— Begin Extracted information —
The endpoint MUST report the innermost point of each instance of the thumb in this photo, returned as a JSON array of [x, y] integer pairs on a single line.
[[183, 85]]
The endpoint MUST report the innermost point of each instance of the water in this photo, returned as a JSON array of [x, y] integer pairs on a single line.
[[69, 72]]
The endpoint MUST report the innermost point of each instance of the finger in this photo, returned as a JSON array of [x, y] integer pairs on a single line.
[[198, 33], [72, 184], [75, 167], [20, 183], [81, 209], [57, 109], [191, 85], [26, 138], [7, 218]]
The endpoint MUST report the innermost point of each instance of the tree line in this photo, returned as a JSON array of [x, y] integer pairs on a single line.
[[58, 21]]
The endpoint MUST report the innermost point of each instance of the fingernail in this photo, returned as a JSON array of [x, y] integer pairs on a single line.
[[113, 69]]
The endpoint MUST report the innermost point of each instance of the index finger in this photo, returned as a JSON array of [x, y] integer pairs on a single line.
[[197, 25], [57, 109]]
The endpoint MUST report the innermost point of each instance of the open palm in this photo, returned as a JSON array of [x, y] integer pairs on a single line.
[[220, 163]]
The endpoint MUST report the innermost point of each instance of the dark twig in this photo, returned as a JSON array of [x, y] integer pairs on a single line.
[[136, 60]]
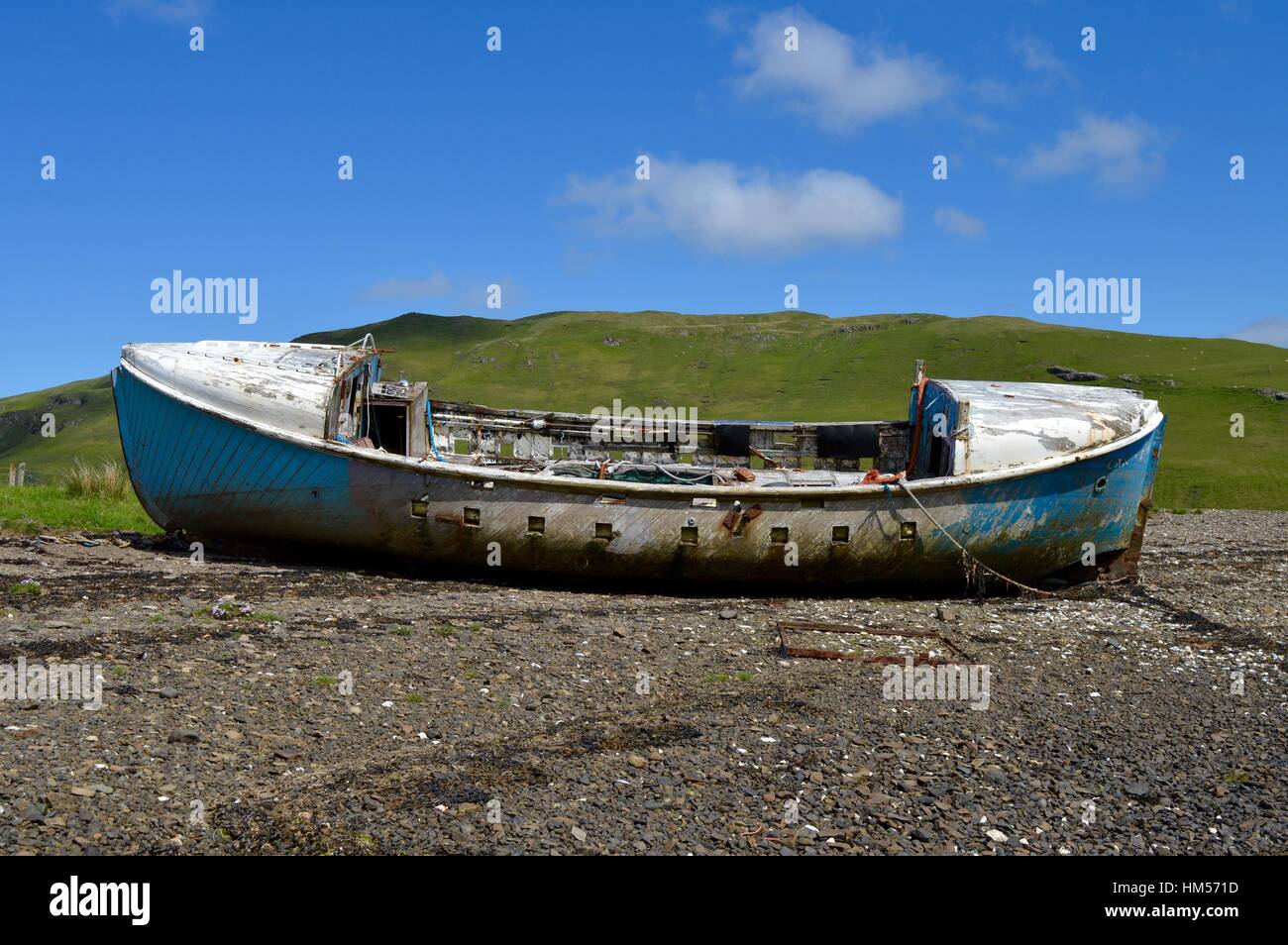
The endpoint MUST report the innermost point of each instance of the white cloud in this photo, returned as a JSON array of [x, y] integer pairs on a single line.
[[1115, 151], [838, 81], [1266, 331], [728, 209], [188, 12], [952, 220], [1038, 56], [408, 290]]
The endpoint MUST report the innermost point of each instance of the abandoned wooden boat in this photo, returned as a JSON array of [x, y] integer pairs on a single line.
[[308, 446]]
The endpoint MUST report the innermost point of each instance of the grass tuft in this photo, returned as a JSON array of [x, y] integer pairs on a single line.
[[107, 480]]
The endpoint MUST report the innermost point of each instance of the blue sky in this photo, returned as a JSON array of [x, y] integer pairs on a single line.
[[518, 167]]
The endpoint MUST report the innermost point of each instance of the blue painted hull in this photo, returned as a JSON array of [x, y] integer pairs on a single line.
[[210, 476]]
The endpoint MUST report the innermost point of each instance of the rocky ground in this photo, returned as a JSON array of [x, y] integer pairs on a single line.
[[331, 711]]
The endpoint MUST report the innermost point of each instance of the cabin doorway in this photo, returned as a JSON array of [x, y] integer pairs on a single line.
[[387, 429]]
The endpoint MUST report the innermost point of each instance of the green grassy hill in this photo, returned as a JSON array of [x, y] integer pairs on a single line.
[[790, 366]]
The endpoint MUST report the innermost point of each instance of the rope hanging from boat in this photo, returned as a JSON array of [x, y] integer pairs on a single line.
[[974, 562]]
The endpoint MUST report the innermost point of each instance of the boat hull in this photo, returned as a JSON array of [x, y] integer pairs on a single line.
[[214, 476]]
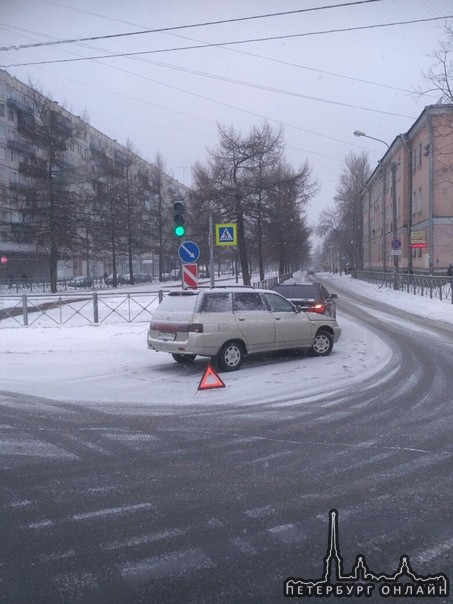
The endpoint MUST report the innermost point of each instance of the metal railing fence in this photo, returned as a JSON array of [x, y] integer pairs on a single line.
[[86, 307], [26, 285], [433, 286]]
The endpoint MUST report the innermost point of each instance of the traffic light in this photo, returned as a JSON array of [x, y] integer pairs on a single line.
[[179, 229]]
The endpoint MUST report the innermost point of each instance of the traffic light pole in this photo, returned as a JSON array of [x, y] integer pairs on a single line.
[[211, 252]]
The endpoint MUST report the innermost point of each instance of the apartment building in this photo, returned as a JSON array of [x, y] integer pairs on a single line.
[[408, 199], [52, 161]]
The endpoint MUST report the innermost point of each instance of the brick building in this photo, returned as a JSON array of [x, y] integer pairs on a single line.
[[408, 199]]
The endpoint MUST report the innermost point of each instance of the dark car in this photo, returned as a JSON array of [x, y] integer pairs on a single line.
[[81, 282], [310, 297]]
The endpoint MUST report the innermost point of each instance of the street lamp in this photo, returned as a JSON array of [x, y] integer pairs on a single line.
[[360, 133], [394, 167]]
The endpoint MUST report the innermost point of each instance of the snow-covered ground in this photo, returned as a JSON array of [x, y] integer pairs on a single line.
[[105, 363]]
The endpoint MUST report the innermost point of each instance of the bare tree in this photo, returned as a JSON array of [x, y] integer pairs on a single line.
[[344, 222], [245, 180], [439, 77]]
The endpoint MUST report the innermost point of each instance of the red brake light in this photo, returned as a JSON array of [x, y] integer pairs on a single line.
[[318, 308]]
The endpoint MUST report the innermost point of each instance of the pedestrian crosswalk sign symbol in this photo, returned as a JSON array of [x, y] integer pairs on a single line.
[[210, 379], [226, 234]]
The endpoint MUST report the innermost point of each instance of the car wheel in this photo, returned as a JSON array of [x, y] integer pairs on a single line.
[[184, 358], [230, 356], [322, 344]]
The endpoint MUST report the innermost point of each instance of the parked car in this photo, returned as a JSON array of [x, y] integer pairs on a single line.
[[81, 282], [124, 279], [143, 278], [229, 323], [310, 297], [119, 279]]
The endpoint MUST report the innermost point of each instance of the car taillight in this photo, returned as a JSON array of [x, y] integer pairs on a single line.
[[318, 308]]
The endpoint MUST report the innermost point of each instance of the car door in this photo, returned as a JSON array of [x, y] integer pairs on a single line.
[[293, 329], [254, 321]]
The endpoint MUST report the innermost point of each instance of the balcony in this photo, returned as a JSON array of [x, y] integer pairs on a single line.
[[22, 146]]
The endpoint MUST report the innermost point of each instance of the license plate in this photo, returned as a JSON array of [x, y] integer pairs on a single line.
[[166, 337]]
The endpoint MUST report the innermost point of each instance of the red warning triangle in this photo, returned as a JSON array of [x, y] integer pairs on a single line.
[[210, 379]]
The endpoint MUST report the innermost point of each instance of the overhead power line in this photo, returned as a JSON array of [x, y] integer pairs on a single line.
[[220, 44], [180, 27]]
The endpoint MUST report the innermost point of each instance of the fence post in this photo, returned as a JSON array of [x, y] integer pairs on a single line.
[[25, 309], [95, 308]]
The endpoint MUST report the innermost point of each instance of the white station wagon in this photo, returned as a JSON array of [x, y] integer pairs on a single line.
[[229, 323]]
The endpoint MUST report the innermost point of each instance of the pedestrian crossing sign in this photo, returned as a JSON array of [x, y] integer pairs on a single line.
[[226, 234]]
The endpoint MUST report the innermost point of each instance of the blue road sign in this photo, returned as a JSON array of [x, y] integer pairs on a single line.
[[188, 252]]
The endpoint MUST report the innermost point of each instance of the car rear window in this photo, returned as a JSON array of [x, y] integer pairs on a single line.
[[248, 301], [297, 290], [178, 303], [216, 302]]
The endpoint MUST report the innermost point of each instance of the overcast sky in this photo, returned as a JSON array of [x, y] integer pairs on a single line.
[[326, 73]]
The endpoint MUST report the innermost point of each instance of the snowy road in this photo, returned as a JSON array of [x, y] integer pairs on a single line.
[[122, 483]]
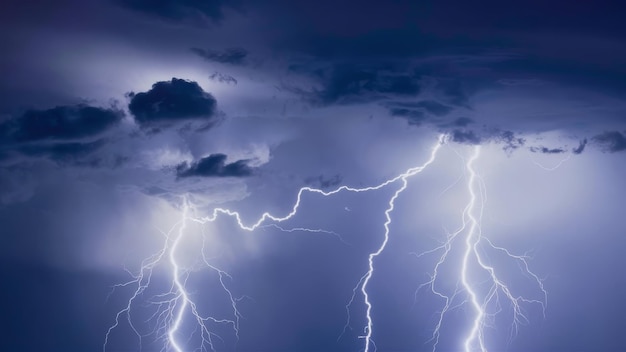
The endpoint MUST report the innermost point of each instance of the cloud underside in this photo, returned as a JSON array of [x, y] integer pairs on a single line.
[[170, 102], [214, 165]]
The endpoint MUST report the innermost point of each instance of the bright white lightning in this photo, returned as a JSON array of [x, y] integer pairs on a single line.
[[474, 246], [173, 305]]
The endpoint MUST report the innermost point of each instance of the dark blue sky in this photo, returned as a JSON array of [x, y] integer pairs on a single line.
[[120, 119]]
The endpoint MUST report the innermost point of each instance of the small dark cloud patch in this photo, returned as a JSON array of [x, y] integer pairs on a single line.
[[545, 150], [414, 117], [60, 123], [581, 147], [172, 101], [346, 84], [613, 141], [180, 11], [232, 56], [433, 107], [465, 137], [510, 140], [460, 122], [214, 165], [74, 153], [324, 181], [222, 78], [416, 112]]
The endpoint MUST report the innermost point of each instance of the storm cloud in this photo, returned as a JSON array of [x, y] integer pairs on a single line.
[[172, 101], [232, 56], [214, 165], [61, 123], [613, 141]]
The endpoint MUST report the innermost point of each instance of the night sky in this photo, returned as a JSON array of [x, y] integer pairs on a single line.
[[125, 124]]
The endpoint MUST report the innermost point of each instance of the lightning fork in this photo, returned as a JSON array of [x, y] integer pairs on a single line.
[[473, 244], [173, 305]]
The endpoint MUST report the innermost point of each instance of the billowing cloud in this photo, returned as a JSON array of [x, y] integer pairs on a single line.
[[348, 84], [323, 181], [214, 165], [61, 123], [173, 101], [546, 150], [613, 141], [232, 56], [581, 147], [65, 153], [223, 78]]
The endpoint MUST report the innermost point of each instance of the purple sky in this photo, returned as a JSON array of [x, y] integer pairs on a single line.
[[114, 111]]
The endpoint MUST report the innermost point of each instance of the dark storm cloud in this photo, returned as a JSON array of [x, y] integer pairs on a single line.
[[413, 117], [324, 181], [462, 122], [73, 153], [172, 101], [222, 78], [465, 137], [509, 141], [60, 123], [198, 11], [347, 84], [612, 142], [545, 150], [214, 165], [417, 112], [581, 147], [233, 56]]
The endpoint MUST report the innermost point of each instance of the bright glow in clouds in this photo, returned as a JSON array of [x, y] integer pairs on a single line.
[[480, 286]]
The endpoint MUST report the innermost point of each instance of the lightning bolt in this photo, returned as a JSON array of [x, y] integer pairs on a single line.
[[485, 294], [172, 307]]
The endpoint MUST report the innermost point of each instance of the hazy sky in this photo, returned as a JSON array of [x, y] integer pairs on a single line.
[[121, 118]]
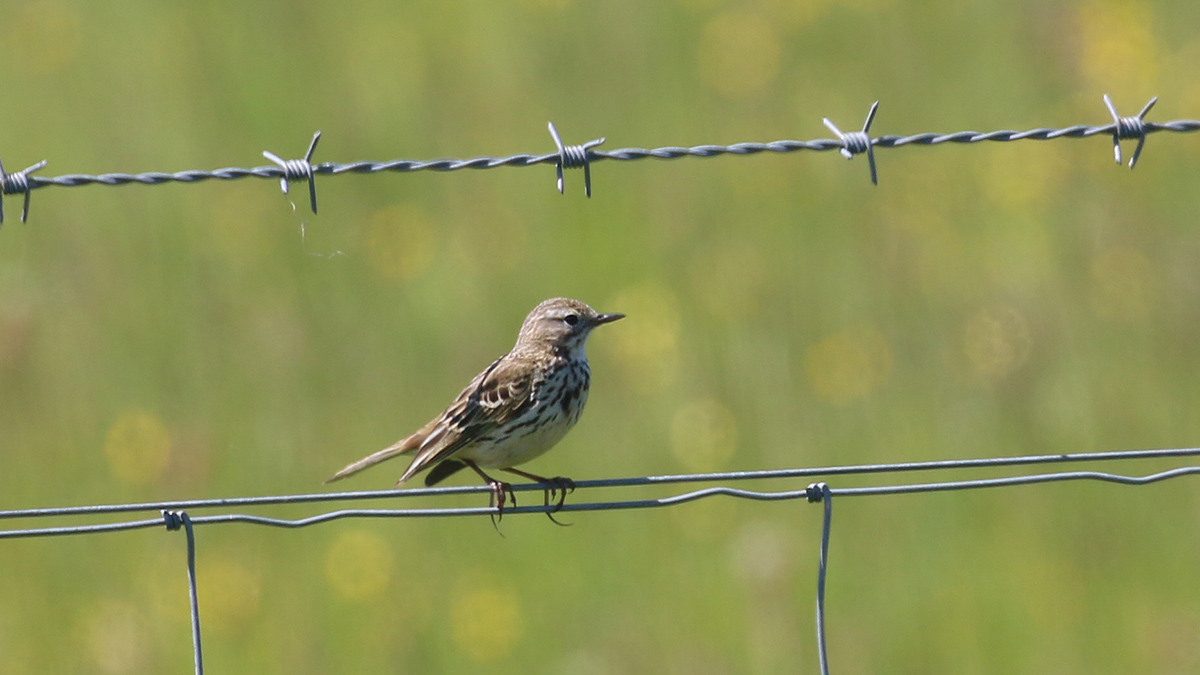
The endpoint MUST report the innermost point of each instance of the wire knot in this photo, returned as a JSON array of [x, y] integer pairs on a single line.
[[574, 156], [815, 493], [857, 142], [1128, 127], [298, 169], [17, 184], [173, 519]]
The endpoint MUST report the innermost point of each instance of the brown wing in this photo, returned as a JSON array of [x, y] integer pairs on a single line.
[[495, 396]]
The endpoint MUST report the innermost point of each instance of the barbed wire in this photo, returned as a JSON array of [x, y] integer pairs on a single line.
[[582, 155], [174, 517]]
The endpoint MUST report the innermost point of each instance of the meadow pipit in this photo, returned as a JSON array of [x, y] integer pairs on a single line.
[[514, 411]]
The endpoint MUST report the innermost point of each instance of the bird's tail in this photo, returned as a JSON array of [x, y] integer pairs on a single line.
[[399, 448]]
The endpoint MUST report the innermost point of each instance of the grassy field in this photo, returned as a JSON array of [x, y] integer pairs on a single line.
[[208, 340]]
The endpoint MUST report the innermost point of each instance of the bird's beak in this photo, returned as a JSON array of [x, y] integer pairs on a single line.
[[609, 318]]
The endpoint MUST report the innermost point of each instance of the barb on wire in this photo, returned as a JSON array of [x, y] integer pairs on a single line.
[[1128, 127], [17, 184], [857, 142], [298, 169], [574, 156]]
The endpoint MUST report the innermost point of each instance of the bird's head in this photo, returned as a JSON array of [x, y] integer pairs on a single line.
[[562, 324]]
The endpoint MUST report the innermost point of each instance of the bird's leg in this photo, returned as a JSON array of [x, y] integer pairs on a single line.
[[557, 485], [501, 491]]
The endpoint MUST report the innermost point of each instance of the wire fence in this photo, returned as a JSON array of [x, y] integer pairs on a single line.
[[174, 514], [581, 156]]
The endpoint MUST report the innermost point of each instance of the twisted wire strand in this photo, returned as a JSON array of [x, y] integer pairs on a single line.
[[624, 154]]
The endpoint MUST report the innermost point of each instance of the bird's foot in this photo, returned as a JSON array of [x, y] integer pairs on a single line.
[[559, 485], [502, 493]]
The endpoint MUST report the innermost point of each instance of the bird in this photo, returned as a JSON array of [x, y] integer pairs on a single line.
[[515, 410]]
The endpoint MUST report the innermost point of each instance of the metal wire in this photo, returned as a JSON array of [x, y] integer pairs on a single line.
[[581, 156], [807, 472], [174, 519]]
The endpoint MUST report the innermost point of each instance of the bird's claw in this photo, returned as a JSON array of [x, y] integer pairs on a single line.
[[559, 487], [501, 494]]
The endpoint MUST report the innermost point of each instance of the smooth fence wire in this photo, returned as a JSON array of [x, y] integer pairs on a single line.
[[173, 517], [582, 155]]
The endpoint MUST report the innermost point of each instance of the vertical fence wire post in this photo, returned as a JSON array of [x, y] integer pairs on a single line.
[[820, 493], [174, 520]]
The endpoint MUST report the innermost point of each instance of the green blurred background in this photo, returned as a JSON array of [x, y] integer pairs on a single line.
[[211, 340]]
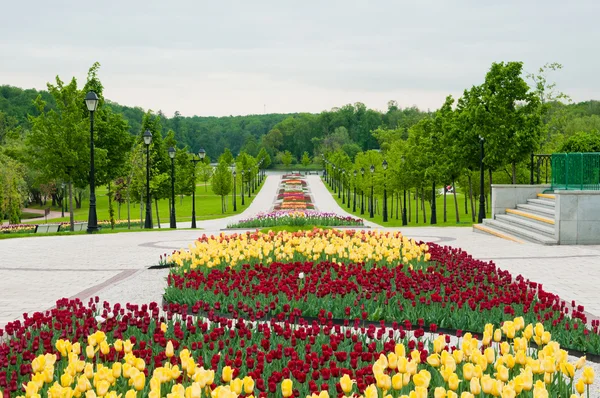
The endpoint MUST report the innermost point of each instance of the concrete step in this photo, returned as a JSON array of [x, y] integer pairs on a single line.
[[520, 232], [535, 209], [527, 223], [546, 196], [534, 217], [485, 229], [542, 202]]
— End Extracted information —
▶ **Goal of the exercise**:
Copy the entries word for word, beginning at the line that contains "of the abandoned" and stopping after the line that contains "[[790, 366]]".

▶ **Response below**:
The endpoint MUST report the innermost point of each instance of the abandoned wooden boat in this photo, returned as a JSON array of [x, y] integer pairs on a single line.
[[308, 446]]
The endpoint MUST report the innermost point of each instance of the grass tuft in this photo, returned as a JSON array of [x, y] integer pairs on a single line.
[[107, 480]]
The endpoint MUST report the innermost point of each instance of the blue sky in this photo, returned as a JSON array of [x, y] integer pairs on a single line.
[[518, 167]]
The endpoint MUST report the innermost point of each instance of the blue painted hull in this photo, returned as a JSON array of [x, y] integer pairs on a single line.
[[210, 476]]
The endpoint MUST report the innermost point of each instance of the rocky ground in this photo, returned as a JSON array of [x, y] integer pairs on a single line.
[[331, 711]]
The endpoint MUST report the innermost point of each instance of the cabin doorway in this photo, returned as a JSON array of [x, y] integer pairs on a single line.
[[387, 429]]
The endpoint MUST report the innermost point of each instance of the green grassy hill in this photo, returned as a JSON array of [x, y] integer pairs on a single line.
[[790, 366]]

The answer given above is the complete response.